- GIVEN INSTRUCTION: Could you reproduce all of the entries below, swapping every "Where can you find" for "Where is" and leaving everything else unchanged?

***** DATA PROVIDED *****

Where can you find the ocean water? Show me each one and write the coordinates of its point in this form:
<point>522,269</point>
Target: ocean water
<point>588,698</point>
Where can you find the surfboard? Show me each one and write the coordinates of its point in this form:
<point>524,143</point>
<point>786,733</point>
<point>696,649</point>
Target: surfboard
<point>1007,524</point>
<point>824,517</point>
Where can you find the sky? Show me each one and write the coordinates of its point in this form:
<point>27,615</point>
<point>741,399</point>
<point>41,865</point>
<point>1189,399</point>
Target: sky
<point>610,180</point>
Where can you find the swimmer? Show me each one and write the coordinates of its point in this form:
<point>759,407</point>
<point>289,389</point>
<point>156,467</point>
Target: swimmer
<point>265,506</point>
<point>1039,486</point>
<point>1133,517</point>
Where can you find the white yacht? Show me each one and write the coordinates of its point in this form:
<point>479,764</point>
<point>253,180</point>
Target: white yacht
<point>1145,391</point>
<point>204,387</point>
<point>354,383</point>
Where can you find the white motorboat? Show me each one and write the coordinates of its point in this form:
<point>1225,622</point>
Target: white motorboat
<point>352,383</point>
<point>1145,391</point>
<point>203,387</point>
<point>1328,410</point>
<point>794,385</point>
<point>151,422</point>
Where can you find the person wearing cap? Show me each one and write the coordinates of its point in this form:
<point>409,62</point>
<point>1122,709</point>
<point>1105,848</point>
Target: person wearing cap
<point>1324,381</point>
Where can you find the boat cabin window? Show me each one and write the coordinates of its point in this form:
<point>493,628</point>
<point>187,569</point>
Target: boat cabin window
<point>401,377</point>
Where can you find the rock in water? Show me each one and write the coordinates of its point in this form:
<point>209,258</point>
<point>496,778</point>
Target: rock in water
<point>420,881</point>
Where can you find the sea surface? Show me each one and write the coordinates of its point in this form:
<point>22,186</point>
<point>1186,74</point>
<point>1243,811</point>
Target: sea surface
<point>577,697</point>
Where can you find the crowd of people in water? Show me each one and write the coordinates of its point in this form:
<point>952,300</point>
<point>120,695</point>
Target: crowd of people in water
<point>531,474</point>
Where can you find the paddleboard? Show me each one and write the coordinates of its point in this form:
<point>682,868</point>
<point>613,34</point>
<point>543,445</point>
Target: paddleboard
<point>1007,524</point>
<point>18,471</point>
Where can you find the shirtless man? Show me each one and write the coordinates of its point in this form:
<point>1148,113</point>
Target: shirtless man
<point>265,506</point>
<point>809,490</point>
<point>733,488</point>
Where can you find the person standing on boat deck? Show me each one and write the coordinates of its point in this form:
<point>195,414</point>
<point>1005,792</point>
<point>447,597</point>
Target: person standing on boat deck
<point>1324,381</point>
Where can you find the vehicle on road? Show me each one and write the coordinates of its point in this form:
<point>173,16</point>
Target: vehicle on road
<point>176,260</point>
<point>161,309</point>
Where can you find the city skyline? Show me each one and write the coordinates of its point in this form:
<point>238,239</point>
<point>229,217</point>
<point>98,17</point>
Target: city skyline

*****

- SOLUTION FOR THIS TASK:
Where is the ocean water? Show me each one and write the coordinates of its point in this form:
<point>522,269</point>
Target: ocean water
<point>588,698</point>
Where is the surfboard? Show me each one and write the coordinates of its point in this form:
<point>524,143</point>
<point>786,733</point>
<point>696,649</point>
Target: surfboard
<point>1007,524</point>
<point>824,517</point>
Where is the sky? Show me each one and write the coordinates of its point in this form:
<point>27,615</point>
<point>741,399</point>
<point>41,865</point>
<point>1189,399</point>
Target: sky
<point>610,180</point>
Where is the swimmer? Show me each one and write the coordinates of its point in this form:
<point>759,407</point>
<point>289,389</point>
<point>156,467</point>
Target: swimmer
<point>265,506</point>
<point>1039,486</point>
<point>1133,517</point>
Where is the white yacht? Show me each one and write the coordinates of its point in this form:
<point>479,764</point>
<point>253,180</point>
Target: white yacht
<point>1145,391</point>
<point>204,387</point>
<point>354,383</point>
Where is the white motorboat? Show me each one and write the coordinates of its point in this form:
<point>1225,622</point>
Target: white motorboat
<point>352,383</point>
<point>1145,391</point>
<point>203,387</point>
<point>1328,410</point>
<point>794,385</point>
<point>151,422</point>
Where is the person wearing cap? Show me each one and write the coordinates of its point in this form:
<point>409,62</point>
<point>1122,709</point>
<point>1105,848</point>
Target: person wearing cap
<point>1324,381</point>
Where is the boat cabin window? Show me each one and write the coordinates of its point in this form:
<point>493,628</point>
<point>187,569</point>
Target: boat cabin window
<point>401,377</point>
Where is the rock in water? Show me each one and write the coordinates of its point in this form:
<point>209,258</point>
<point>496,778</point>
Target: rock in water
<point>420,881</point>
Where is the sea surface? Show me each one and write the coordinates of its point in this form:
<point>22,186</point>
<point>1186,74</point>
<point>1243,811</point>
Target: sea surface
<point>577,697</point>
Where is the crowd of people in water? Show me each one and write the coordinates of its point in this form:
<point>952,300</point>
<point>120,695</point>
Target: crowd of people in water
<point>531,474</point>
Where is the paddleboard? Show me each one and write the coordinates of its point in this form:
<point>682,868</point>
<point>613,34</point>
<point>543,445</point>
Target: paddleboard
<point>1007,524</point>
<point>18,471</point>
Where is the shirtless man? Show me each one and write the coordinates of its point in this form:
<point>1148,113</point>
Target: shirtless man
<point>265,506</point>
<point>809,490</point>
<point>733,488</point>
Where is the person standing on boat deck? Show me each one and write the coordinates of its point in this form:
<point>195,414</point>
<point>1005,792</point>
<point>447,597</point>
Target: person standing on boat deck
<point>1324,381</point>
Where is the vehicle on road? Show me each one and write the coordinates of its point in this form:
<point>173,16</point>
Target: vehicle on road
<point>176,260</point>
<point>161,309</point>
Where is the city skyline? Show me each one and write the coordinates of its point in this form:
<point>238,239</point>
<point>229,217</point>
<point>98,17</point>
Target: city skyline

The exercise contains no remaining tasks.